▸ Text block:
● ● ●

Why hello there! And welcome to Kitchen Catastrophe, where we make fun, fuck up, and have fun. I’m your bumbling band-leader, Jon O’Guin, and today’s post is covering a lot of ground in not a lot of time, so forgive me if we tumble over the introductions and get straight to the three rings of our circus: today, we’re making three different pies, all fairly simple, two classics of the O’Guin clan, one a brave new frontier. If you want to skip the details and get to the pith of the pie, click here. For everyone else, cut a slice and let’s dig in.

 

Easy as Eating Pie

I’m certain I’ve explained that THAT is the actual supposed root of “easy as pie”. But again, lot of ground to cover, not a lot of time. I think. Full disclosure: I am, as I mentioned last week, working in Leavenworth at the minute, and Sunday, one of my two days off, ended up particularly packed with non-paying productions: I got a flu shot, my family came to visit/drop off things I forgot at home, I played a two games of a hyper-violent version of Rugby as part of a social group I’m a part of.

While my Undead were (ironically) overpowered by the pugnacious Halflings, I did get some satisfaction in killing one of their Tree-men.
None of that sentence was false.

All of which is to say that…I’ve done next to no research on these pies, or, really, pies in general for the post. Because of the lack of time, yes, but also because of…the unexpected emotional weight of trying to care. By which I mean…you wanna know what one of my favorite foods is? A dish I turn to in times of stress, or illness? Badly made Top Ramen. “Oriental” Flavor, or Beef, by preference. Specifically, the instructions for making Top Ramen are to just dump the noodles in some boiling water, stir for 3-4 minutes, add soup mix, stir to dissolve, pour in bowl. My version is even lazier: I like putting my noodles in the bowl, sprinkling over the soup mix, and then pouring in boiling water, and eating the noodles before they’ve fully absorbed the water, where one end is like, ¾ cooked, and the other end is still basically raw. Ramen with crunchy bits. It’s super easy and fast, and it’s also insane to consider trying to find any kind of history of it: It’s me doing a minor riff on a mass-produced food.

In the same way, all of today’s pies are no-bake. They’re based on very common, simple ideas of pies. Two of them are BASICALLY THE SAME PIE, except for 2 important ingredients. They’re stuff my family makes every year. They are…not boring, to me, but as normal a part of the winter season as frost and snow and being harassed to make a list no one reads.  And on top of that, the…intellectual shape of the pies makes it hard to be invested in them. This is one of those “the best map of the land is the land itself” situations (ie, “it’s easier to show than explain”, so let’s jump in to explain the first pie, Cherry Delight.

 

What Sweet and White and Red All Over

If you’ve never heard of Cherry Delight before, it’s rude to lie. Cherry Delight is such a common turn of phrase there are horror artists named after it. People title their family memoirs after it.  It’s a phrase that somehow predates the introduction of cherries to England, by somehow the least and most likely individual imaginable, Henry the VIII.

A man with a known fascination with cherries.

● ● ●

[Labeled-object pointing entries]
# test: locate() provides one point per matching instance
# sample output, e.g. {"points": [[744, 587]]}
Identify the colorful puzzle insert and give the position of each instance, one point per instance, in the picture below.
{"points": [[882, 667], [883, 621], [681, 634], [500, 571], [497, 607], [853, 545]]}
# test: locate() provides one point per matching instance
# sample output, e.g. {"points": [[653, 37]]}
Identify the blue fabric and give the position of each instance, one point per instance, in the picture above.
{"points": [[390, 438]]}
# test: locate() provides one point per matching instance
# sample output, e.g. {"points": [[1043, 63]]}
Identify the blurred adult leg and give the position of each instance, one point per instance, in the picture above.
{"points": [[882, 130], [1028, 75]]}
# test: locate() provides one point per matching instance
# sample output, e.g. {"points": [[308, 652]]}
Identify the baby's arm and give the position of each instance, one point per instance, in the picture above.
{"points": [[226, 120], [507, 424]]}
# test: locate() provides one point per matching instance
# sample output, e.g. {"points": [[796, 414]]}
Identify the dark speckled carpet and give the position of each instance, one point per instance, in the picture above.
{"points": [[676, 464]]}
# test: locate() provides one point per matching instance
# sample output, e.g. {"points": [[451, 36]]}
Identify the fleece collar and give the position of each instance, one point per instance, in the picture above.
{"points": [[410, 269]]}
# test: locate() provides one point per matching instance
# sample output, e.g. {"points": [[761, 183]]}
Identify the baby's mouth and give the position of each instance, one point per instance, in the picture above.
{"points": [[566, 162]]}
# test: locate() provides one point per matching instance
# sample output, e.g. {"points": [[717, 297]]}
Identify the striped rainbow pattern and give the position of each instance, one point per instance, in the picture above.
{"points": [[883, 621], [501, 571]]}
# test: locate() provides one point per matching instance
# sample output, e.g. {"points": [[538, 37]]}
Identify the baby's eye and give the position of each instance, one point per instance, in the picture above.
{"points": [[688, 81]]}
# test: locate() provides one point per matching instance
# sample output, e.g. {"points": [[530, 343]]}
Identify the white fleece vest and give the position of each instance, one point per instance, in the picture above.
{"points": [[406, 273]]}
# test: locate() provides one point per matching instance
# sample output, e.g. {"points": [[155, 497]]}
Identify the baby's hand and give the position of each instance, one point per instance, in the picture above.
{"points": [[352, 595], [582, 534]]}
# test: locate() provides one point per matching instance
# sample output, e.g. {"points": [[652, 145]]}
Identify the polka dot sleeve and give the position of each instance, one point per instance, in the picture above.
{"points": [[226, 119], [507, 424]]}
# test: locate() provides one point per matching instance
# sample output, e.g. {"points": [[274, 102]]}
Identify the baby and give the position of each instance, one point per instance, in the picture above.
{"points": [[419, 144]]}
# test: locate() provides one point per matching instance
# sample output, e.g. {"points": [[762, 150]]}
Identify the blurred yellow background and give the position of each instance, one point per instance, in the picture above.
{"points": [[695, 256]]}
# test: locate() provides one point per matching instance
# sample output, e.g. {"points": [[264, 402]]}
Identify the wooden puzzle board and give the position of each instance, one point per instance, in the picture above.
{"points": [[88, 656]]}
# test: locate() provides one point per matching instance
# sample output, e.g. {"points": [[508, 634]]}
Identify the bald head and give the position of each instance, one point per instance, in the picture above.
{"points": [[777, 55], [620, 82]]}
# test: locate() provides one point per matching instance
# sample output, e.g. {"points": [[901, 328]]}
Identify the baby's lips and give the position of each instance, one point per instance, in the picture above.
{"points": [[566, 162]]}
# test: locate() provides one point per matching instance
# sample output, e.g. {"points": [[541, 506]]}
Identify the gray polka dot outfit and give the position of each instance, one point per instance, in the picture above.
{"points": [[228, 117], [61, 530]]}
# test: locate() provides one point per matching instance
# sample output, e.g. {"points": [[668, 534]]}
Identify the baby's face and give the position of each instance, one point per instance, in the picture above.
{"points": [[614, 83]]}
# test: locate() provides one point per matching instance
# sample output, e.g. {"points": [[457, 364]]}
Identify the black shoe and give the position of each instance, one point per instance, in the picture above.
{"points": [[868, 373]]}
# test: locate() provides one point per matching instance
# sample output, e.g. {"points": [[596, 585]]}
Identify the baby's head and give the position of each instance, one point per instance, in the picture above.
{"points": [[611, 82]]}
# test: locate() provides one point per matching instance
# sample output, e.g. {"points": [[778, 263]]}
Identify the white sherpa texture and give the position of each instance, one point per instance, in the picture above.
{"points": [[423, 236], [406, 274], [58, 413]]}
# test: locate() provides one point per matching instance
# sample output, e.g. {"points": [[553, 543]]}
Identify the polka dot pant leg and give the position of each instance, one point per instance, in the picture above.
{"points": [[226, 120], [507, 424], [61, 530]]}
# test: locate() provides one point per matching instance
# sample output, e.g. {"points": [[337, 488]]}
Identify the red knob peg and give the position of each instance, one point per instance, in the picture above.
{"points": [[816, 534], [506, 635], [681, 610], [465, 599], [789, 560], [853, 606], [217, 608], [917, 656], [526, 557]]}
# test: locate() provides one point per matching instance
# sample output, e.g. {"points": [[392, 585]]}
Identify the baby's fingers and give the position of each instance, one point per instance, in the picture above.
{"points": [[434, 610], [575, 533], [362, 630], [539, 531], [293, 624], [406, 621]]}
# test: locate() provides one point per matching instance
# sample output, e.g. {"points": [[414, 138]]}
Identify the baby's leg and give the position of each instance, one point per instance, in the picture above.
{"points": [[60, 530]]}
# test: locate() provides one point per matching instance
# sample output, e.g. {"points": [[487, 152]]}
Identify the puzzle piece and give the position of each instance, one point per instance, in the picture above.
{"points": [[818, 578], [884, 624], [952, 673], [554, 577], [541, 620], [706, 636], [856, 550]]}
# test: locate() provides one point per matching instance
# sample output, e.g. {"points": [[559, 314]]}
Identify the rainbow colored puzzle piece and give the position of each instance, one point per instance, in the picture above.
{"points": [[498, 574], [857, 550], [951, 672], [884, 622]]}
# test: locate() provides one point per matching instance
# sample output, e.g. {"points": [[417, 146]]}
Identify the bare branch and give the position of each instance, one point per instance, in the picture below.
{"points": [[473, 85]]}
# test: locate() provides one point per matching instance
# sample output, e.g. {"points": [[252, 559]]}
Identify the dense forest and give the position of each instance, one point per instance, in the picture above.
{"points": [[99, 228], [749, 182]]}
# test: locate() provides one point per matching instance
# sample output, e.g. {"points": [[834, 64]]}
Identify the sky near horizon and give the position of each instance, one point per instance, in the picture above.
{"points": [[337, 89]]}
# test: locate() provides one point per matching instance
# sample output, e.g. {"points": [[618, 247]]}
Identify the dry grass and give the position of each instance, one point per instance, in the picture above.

● ● ●

▸ Goals:
1 > In the blog post, which pie is explained first?
2 > Return each line of the entries containing the word "polka".

▸ The answers:
1 > Cherry Delight

2 >
Identify the polka dot sleeve and give the position of each instance, one point per instance, in the picture above.
Identify the gray polka dot outfit and give the position of each instance, one point per instance, in the picture above.
Identify the polka dot pant leg and give the position of each instance, one point per instance, in the picture above.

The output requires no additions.